── DATA FOR REVIEW
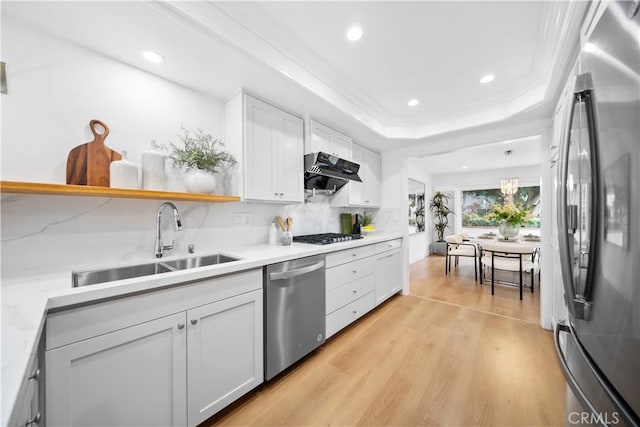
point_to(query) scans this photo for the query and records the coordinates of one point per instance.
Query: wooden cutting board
(88, 164)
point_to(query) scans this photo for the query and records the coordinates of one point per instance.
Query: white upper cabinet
(274, 157)
(367, 192)
(371, 178)
(269, 145)
(328, 140)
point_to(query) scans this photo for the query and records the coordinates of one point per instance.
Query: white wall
(55, 89)
(420, 243)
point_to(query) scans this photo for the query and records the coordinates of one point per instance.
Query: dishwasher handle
(283, 275)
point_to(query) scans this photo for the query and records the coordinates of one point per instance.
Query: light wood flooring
(448, 354)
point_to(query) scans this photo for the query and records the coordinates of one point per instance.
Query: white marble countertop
(26, 301)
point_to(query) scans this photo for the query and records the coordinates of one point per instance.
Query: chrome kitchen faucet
────
### DIRECTIONS FOR THIS TASK
Set the pictures aside and transcribe the data above exactly.

### EXPECTED ANSWER
point_to(query) scans this photo for the query and records the coordinates of one point per instance.
Query: wooden cutting board
(88, 164)
point_to(query) scans this photo for the query and records the coordinates of one point per instance.
Query: white upper cabinet
(274, 157)
(367, 192)
(371, 178)
(269, 145)
(328, 140)
point_to(query) scans this photo for the query and records the coordinates of one point per instance.
Query: white wall
(55, 89)
(420, 243)
point_to(query) scans this photo for the query and records the coordinates of one point per instance.
Query: dishwasher handle
(283, 275)
point_to(query) scans this photo for the query and records the coordinates of one point per instance.
Query: light wood flooring
(448, 354)
point_to(query) scans this photo for the query and records the coordinates of one point per instance.
Query: white marble countertop
(26, 301)
point_to(query) scans this photo for the query and records the coordinates of one point per instance.
Query: chrome kitchen faucet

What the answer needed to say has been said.